Directions:
Make an exact copy of the records, with the pictures left out.

+ + + +

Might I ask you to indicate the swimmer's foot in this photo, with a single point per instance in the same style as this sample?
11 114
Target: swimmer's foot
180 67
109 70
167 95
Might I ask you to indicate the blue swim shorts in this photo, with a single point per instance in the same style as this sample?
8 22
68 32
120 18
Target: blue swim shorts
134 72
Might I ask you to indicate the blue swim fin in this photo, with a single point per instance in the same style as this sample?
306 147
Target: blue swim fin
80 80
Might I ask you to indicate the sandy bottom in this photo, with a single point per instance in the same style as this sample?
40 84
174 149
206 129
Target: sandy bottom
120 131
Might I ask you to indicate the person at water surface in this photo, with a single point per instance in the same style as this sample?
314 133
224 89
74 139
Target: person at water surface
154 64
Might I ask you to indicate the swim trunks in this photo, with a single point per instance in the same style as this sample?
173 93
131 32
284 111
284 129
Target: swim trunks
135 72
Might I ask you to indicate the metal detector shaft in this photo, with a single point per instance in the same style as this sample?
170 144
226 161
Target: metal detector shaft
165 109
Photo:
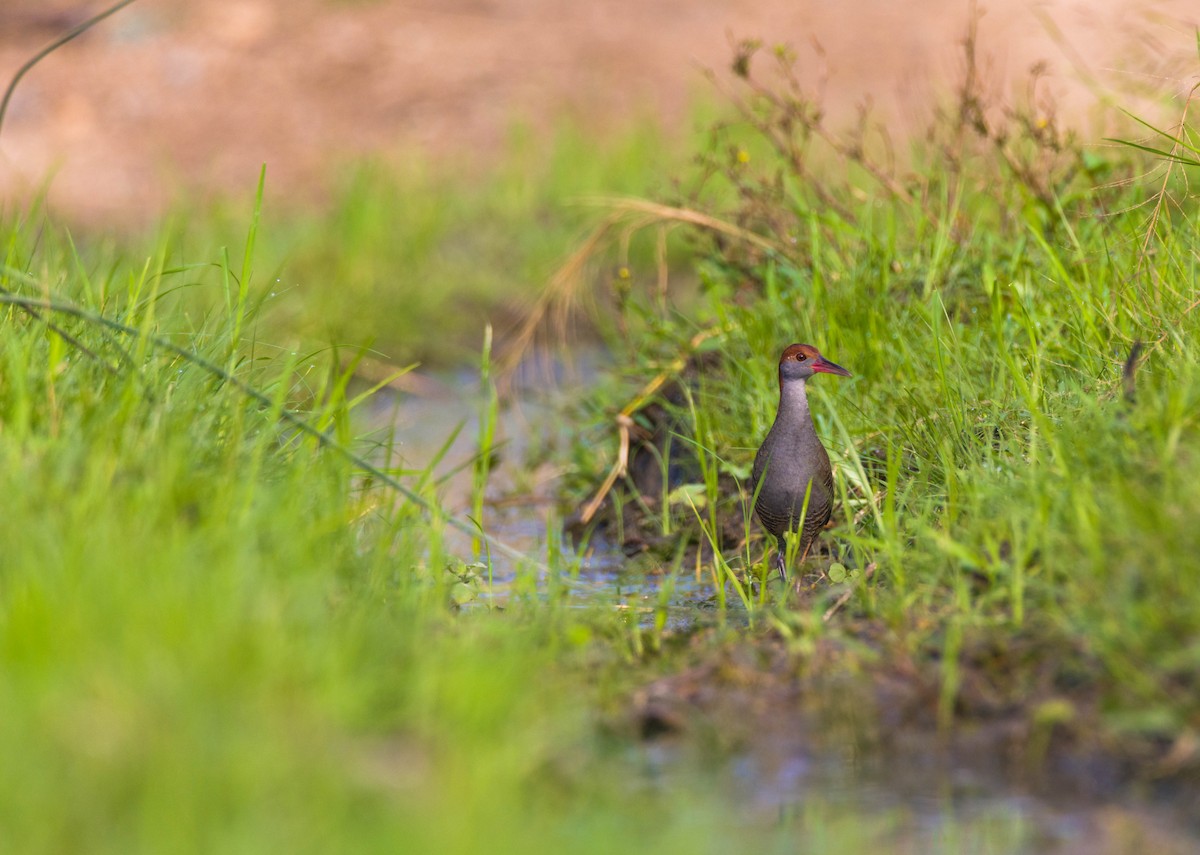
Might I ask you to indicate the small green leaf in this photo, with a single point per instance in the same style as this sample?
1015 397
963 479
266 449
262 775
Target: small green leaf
690 495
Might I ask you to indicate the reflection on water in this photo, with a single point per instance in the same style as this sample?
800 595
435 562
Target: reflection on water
795 781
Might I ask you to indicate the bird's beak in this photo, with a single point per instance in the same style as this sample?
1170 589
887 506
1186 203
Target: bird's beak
825 365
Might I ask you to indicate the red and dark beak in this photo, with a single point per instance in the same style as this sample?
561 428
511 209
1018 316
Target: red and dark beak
822 364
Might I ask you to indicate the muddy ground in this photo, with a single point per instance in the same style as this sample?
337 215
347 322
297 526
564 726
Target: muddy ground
169 96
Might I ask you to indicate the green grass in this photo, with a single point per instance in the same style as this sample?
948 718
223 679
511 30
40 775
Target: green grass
216 635
989 465
214 638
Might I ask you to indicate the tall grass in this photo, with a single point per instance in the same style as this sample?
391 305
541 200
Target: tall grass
988 296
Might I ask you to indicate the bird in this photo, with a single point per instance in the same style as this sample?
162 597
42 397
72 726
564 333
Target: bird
791 473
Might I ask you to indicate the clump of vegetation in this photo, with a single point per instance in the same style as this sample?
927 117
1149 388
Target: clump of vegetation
1018 454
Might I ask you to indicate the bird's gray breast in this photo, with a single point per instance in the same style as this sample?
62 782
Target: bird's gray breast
783 470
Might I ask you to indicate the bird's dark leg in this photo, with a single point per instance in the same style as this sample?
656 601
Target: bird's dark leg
781 560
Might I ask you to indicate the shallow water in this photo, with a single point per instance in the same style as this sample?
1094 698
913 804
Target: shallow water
793 777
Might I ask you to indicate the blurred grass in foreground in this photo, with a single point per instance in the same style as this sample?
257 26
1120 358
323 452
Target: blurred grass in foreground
1009 520
213 639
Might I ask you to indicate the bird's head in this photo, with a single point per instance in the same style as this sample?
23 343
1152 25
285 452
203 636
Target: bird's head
801 362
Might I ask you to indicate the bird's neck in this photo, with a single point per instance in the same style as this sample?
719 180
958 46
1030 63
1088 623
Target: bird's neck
793 401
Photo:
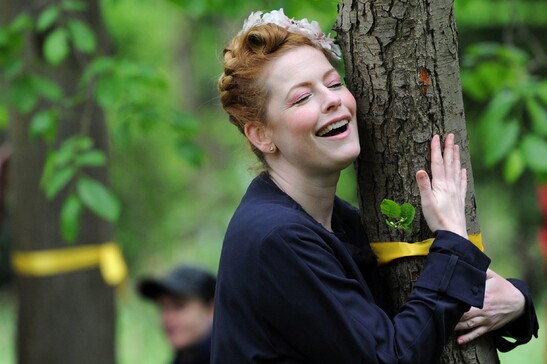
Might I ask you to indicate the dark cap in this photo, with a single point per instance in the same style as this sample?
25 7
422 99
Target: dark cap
183 281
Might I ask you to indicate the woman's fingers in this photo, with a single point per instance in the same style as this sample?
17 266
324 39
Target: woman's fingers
424 185
437 164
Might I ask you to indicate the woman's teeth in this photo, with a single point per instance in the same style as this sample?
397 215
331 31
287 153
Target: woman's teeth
331 127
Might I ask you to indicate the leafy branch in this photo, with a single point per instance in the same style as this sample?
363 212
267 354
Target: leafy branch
120 87
399 217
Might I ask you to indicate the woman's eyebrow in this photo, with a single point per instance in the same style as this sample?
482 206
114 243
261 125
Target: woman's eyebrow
307 83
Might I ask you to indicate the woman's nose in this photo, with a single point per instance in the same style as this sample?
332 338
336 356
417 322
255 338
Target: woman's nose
332 100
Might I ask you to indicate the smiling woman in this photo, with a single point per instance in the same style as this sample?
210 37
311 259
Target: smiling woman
297 280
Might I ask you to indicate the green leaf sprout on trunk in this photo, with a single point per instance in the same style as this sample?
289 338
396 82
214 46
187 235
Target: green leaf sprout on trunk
399 217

+ + + +

Response for this exercise:
Might I ask you to indicate the swimmer's foot in this photo, with a single point per instance in the same style as this sample?
11 114
Target: swimmer's foot
180 67
109 70
167 95
Might I ask you to indicate the blue swim shorts in this photo, with a single point per instance in the same style as this sample?
8 22
68 32
120 18
Target: blue swim shorts
134 72
Might I ask you to indicate the blue swim fin in this photo, with a single point per instance in the same style as this sample?
306 147
Target: blue swim fin
80 80
Might I ask you to indicate the sandy bottom in this photo, with a single point per instance in the same style as this sample?
40 84
174 149
206 129
Target: sandy bottom
120 131
Might I ask you to indicate the person at water surface in this photo, with a single point per instance in the same style as this sample?
314 133
224 89
74 139
Target: person at water surface
154 64
Might I ask you to indicate the swim trunks in this photo, with a single point per instance in the same style as this sample?
173 93
131 32
284 111
284 129
Target: swim trunks
135 72
Might I ask you to indicate the metal detector shaft in this photo, with a single point per instance in the same style as this sample?
170 144
226 161
Target: metal detector shaft
165 109
Photo:
Might I ask you to indicate the small green leaf in this photo, with a single point per instance in the same style as this sample?
1015 397
963 479
266 449
262 775
Target: small green leaf
690 495
Might I ask you to indicate the reflection on water in this photo, with a single point per instance in the same style as this sample?
800 595
435 562
Target: reflection on water
795 781
Might I ask you to indicate the bird's beak in this photo, with a single point per instance in the same style as this sample?
1170 589
887 506
1186 203
Target: bird's beak
825 365
Might I ask you to indicate the red and dark beak in this photo, with a single point per instance in the same style as this sample?
561 428
511 209
1018 316
Target: red and dark beak
822 364
Might I ask you to indicate the muddy ground in this photo, with a single point per instance in the same style as this sample?
337 215
347 322
297 526
564 726
Target: muddy ground
169 96
Might I ask you to indicate the green grass in this photo, with a single point per instance in the same style as this sample?
948 718
223 679
511 30
40 775
Target: green grass
216 635
989 465
214 638
Might I ask you to indicate the tall grass in this photo, with a single point per instance in the same style as this sample?
391 305
541 200
Target: tall grass
988 296
Might I ask you to indicate the bird in this photo, with a single point per instance in the same style as this sample?
162 597
42 397
72 726
564 333
Target: bird
791 473
Might I ask you to indicate the clump of vegetation in this photo, with a single point per instance in the same style as this sample?
927 117
1149 388
Target: clump of vegetation
1018 454
Might I ask you to indicate the bird's gray breast in this photo, with a single point per instance in the same style as this sample?
62 782
Target: bird's gray breast
783 470
Might I ask you to indicate the bird's dark leg in this photo, with a single point per instance in the same style as this sample?
656 601
Target: bird's dark leg
781 560
Might I ask you to indicate the shallow water in this photo, with a single point per instance in the same style as this sample?
1094 698
913 804
Target: shallow water
793 777
Might I ask you to indicate the blurred grass in foreground in this photo, with a single point per instance in the same style as this sample?
257 26
1120 358
323 452
Target: blurred grass in foreground
1009 520
213 639
Might I ask you to indicate the bird's head in this photo, with a single point per instance in the same style as this sample?
23 343
1152 25
285 452
203 636
Target: bird's head
801 362
Might I ask you to indicate the bird's neck in this photo, with a single point per instance in the same style as this sample?
719 180
958 46
1030 63
1088 623
Target: bird's neck
793 401
Photo:
Might I ask you to indicate the dark cap in this photo, with a single point per instance in the same style as this sample?
25 7
422 99
Target: dark cap
183 281
Might I ask you to indicate the woman's fingers in this photo, with a single point per instance in the same style as this sample?
17 266
324 39
Target: woman's fingers
424 185
437 164
Might I ask you to indicate the woman's teeth in this photo, with a single point per instance in the same style as this sample?
397 215
331 31
287 153
Target: woman's teeth
331 127
Might I ask you to indicate the leafy branch in this photo, with a single point per instance in the same style as this sample?
363 212
267 354
Target: leafy branch
120 87
399 217
Might I ask you to indicate the woman's eyebrow in this photo, with a single point per instance in the same style as this sample?
482 206
114 243
261 125
Target: woman's eyebrow
307 83
Might I ask you to indicate the woman's nose in this photo, with a single point per instance in the same style as this sample?
332 338
336 356
417 322
255 338
Target: woman's nose
332 100
Might I ask you to indicate the smiling woman in this photo, with a single point per instance in the same style as this sample?
210 37
311 259
Target: smiling woman
297 280
Might I ask you to indicate the green leaf sprout on trunk in this photo, with a single point per instance in the same style as this sample?
289 338
396 82
214 46
187 235
Target: green leaf sprout on trunk
399 217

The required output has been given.